- Text shown:

* BEGIN *

The Company’s by-laws provide that the Company will indemnify any director or officer of the Company who was or is a party or is threatened to be made a party to any threatened, pending or completed action or suit by the Company to produce a judgment in favor of its shareholders, or any threatened, pending or completed action or suit in the right of the Company by its stockholders to procure a judgment in favor of the Company, referred to herein as a “Derivative Action,” by reason of the fact that the director or officer was or is an Authorized Representative of the Company, against his or her expenses (including attorneys’ fees) actually and reasonably incurred by the director or officer in the action if he or she acted in good faith and in a manner reasonably believed by him or her to be in, or not opposed to, the best interests of the Company; except that no indemnification will be made in respect of any claim, issue or matter as to which he or she has been adjudged to be liable for negligence or misconduct in the performance of his or her duty to the Company unless and only to the extent that the court of common pleas, or other similarly constituted state court, located in the county where the registered office of the Company is located or the court in which such Derivative Action is or was pending, determines upon application that, despite the adjudication of liability but in view of all circumstances of the case, he or she is fairly and reasonably entitled to indemnify for expenses which the court deems proper.

* END *

- Exercises:
a - In the records, turn the lines from the one containing "Autonomous forklift vision pipeline — detect the red beaded" through the one containing "645,49,769,276" into a numbered list, skipping any blank lines.
b - Pick up the passage on indemnifying the Company's directors and officers where it ends, and write what follows.

- Dataset:
* BEGIN *

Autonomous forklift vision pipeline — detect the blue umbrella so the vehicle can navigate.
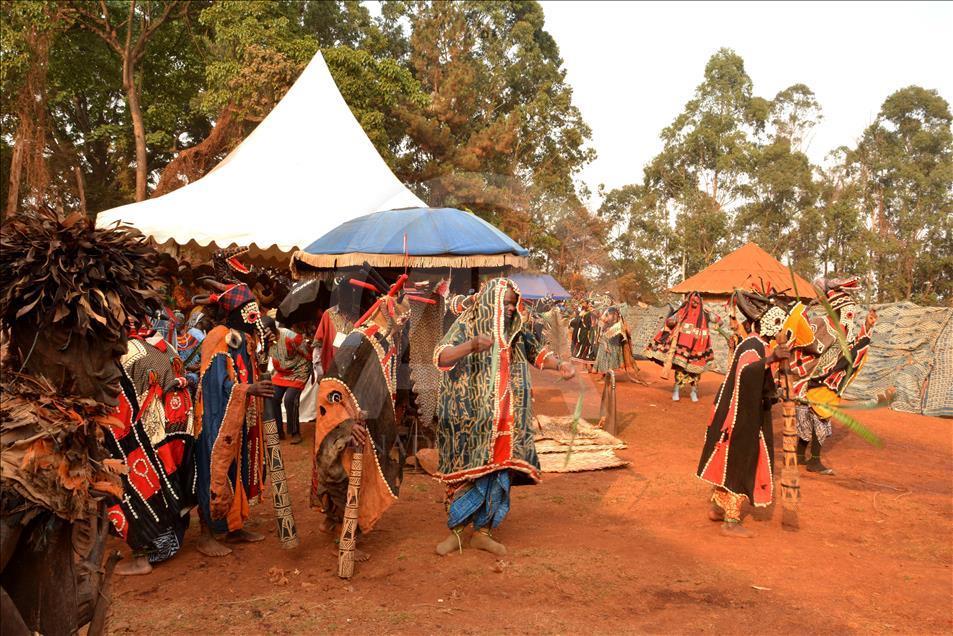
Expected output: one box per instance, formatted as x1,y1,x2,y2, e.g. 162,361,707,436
510,273,570,300
295,208,529,268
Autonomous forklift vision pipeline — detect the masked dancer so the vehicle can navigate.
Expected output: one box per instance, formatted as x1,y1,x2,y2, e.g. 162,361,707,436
696,291,791,538
194,283,274,556
642,292,721,402
434,278,575,555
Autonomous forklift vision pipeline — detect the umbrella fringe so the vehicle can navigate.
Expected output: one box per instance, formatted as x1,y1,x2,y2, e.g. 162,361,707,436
291,251,529,278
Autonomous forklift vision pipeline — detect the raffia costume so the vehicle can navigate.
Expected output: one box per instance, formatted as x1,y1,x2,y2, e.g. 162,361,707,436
195,283,265,532
791,277,873,473
596,317,628,373
642,292,718,390
434,278,552,529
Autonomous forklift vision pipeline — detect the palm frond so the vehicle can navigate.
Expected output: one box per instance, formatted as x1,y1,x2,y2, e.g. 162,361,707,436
801,399,883,448
815,288,854,376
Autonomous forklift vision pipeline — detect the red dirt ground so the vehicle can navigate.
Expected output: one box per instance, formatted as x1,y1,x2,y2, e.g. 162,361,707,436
111,363,953,634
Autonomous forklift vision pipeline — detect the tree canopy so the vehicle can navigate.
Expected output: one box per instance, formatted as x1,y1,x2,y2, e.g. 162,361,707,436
0,0,953,303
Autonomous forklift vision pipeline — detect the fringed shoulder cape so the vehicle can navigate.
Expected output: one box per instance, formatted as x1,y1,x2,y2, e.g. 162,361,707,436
195,325,264,532
311,325,404,532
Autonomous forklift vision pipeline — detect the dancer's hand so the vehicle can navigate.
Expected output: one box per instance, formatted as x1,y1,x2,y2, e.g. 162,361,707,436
769,343,791,362
559,360,576,380
351,422,367,448
248,380,275,397
470,334,493,353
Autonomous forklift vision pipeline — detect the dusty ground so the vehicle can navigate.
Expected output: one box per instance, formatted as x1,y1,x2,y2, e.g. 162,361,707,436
111,363,953,634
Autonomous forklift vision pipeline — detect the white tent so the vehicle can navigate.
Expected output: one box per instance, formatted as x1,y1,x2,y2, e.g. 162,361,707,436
96,52,426,259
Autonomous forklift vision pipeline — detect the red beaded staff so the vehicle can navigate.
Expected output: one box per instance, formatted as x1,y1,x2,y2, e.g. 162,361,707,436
261,373,298,550
338,411,365,579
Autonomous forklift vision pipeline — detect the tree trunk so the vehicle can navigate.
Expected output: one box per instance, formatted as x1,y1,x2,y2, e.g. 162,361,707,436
5,28,53,216
152,104,241,197
73,166,86,215
122,59,149,201
4,142,23,218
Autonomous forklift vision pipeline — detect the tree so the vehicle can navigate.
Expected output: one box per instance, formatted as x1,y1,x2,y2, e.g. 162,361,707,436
382,2,594,240
0,0,69,216
735,137,820,272
817,147,873,276
69,0,189,201
854,86,953,301
599,185,676,302
645,49,769,276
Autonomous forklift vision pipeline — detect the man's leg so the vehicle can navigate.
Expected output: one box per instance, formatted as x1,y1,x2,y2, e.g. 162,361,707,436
807,430,834,475
437,524,466,556
195,509,232,557
470,527,506,556
284,388,301,444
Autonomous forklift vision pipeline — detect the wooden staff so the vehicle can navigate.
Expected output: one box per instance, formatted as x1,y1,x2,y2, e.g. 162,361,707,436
599,370,618,435
261,373,298,550
338,412,365,579
778,331,801,531
661,320,682,380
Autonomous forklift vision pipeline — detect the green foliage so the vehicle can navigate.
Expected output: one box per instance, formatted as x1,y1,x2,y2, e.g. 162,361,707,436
0,0,953,303
601,49,953,304
853,86,953,303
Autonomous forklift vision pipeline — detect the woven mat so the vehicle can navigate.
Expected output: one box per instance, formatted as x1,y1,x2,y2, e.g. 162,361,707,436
536,415,629,473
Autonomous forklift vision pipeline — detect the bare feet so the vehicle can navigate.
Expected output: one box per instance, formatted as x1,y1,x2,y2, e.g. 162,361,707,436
437,530,463,556
721,522,754,539
113,557,152,576
225,529,265,543
195,533,232,557
470,530,506,556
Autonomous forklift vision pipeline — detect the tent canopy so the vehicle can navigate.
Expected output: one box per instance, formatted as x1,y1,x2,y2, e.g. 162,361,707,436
510,272,570,300
293,207,529,268
669,243,817,298
96,52,426,258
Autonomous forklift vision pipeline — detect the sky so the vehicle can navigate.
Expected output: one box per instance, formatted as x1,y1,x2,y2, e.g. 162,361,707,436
542,1,953,206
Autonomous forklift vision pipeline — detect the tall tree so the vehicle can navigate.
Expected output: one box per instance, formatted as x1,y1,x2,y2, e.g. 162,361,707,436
0,0,70,216
382,2,594,248
599,185,675,302
645,44,769,276
69,0,189,201
817,147,872,276
855,86,953,301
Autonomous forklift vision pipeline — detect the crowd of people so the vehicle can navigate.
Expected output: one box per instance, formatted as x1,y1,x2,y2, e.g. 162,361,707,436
2,215,876,636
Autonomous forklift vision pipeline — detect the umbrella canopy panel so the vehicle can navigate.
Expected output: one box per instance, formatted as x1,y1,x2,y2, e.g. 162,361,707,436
292,208,529,268
510,273,570,300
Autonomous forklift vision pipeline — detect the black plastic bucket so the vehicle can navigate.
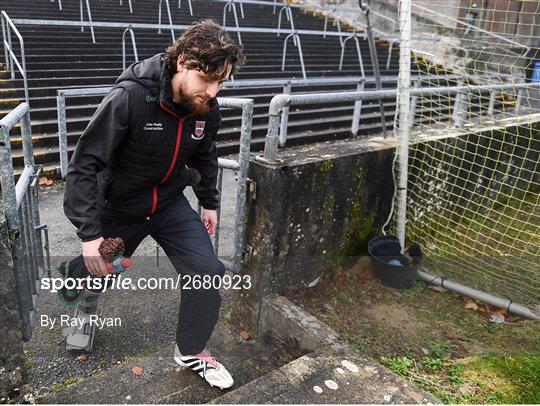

* END *

- The answers:
a -
1. Autonomous forklift vision pipeline — detect the red beaded staff so the vehicle can navigate.
2. Expected output: one box per instance, formatted as x1,y1,x2,y2, e.g. 162,361,707,436
3. 261,373,298,550
4. 338,411,365,579
5. Autonomous forklift vision pipeline — detect the tree trunk so the vehicle can navigate.
6. Expected output: one box per instance, formatted as x1,y1,x2,y2, e.g. 162,361,707,436
7. 5,28,53,216
8. 152,104,241,197
9. 73,166,86,215
10. 122,59,149,201
11. 4,142,23,218
12. Autonomous forklift vision pipeline — detect the tree so the vehicle can navigate.
13. Expected output: one box per instance, formatted as x1,y1,x2,y2, e.g. 162,361,707,436
14. 382,2,594,240
15. 0,0,69,216
16. 735,137,820,272
17. 817,147,873,276
18. 69,0,189,201
19. 854,86,953,301
20. 599,185,676,302
21. 645,49,769,276

b -
An Authorized Representative of the Company (other than a director or officer of the Company) may be indemnified by the Company or have his or her expenses advanced in accordance with the procedures described below. To the extent that an Authorized Representative of the Company has been successful on the merits or otherwise in defense of any Third Party Proceeding or Derivative Action or in defense of any claim, issue or matter therein, the Authorized Representative will be indemnified against expenses (including attorneys’ fees) actually and reasonably incurred by him or her in connection therewith.

Indemnification under the provisions of the Company’s by-laws described above (unless ordered by a court, in which case the expenses, including attorneys’ fees of the Authorized Representative in enforcing indemnification will be added to and included in the final judgment against the Company) will be made by the Company only as authorized in the specific case upon a determination that the indemnification of the Authorized Representative is required or proper in the circumstances because he or she has met the applicable standard of conduct set forth above or has been successful on the merits or as otherwise in defense of any Third Party Proceeding or Derivative Action and that the amount requested has been actually and reasonably incurred. Such determination shall be made:

(b) By the board of directors or a committee thereof, acting by a majority vote of a quorum consisting of directors of the Company who are not parties or have no economic or other collateral personal benefit relating to a Third Party Proceeding or Derivative Action, referred to here in as “Disinterested Directors;” or

(c) If a quorum is not obtainable or, even if obtainable, a majority vote of a quorum of Disinterested Directors so directs, by independent legal counsel in a written opinion.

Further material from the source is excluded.